(RAW RECORDS):
[start]

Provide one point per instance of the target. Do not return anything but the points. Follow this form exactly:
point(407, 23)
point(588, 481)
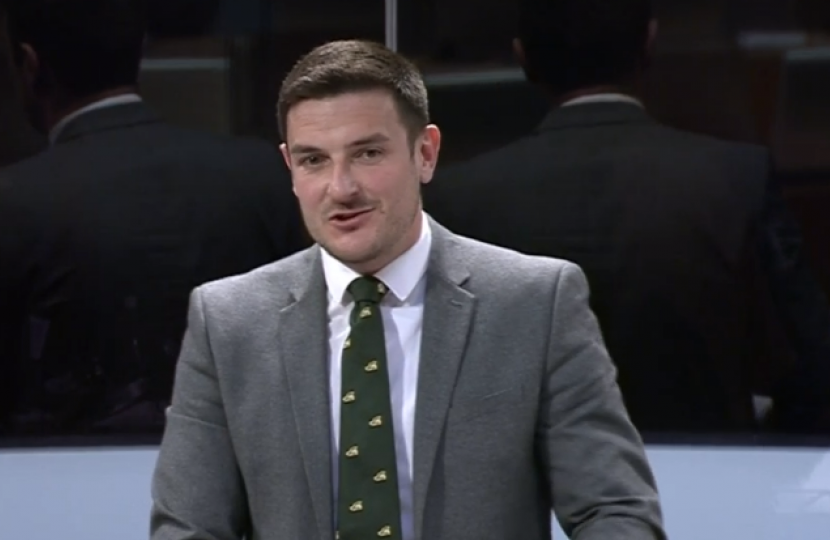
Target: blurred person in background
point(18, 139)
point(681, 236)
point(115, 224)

[end]
[start]

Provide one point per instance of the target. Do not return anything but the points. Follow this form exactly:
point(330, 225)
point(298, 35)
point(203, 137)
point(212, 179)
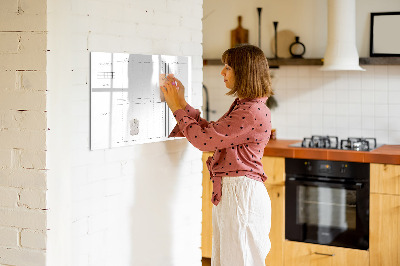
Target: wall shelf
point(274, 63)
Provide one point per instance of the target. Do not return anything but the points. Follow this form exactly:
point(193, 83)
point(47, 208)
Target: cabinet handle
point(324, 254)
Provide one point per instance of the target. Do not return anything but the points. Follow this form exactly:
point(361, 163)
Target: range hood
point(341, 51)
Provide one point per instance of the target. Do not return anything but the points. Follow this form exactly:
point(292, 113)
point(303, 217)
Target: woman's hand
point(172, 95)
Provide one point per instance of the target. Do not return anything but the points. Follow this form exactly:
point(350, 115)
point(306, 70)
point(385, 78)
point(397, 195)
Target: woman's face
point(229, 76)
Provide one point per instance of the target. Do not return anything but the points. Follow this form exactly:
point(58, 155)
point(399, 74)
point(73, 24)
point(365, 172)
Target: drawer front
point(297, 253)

[end]
[start]

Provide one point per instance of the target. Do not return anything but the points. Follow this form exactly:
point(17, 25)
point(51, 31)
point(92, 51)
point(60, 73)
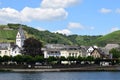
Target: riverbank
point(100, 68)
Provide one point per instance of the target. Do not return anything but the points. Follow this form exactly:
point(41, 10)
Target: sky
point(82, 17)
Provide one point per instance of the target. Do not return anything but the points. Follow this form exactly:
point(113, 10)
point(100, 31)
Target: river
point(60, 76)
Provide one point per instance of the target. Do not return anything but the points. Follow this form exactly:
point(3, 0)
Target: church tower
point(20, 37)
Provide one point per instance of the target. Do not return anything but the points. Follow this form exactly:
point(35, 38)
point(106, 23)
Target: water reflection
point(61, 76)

[end]

(REQUIRED TASK): Please count the lines in the material above that contain the string "woman", treating uppercase and lowercase as different. Reply with the number only.

(EXERCISE OUTPUT): 2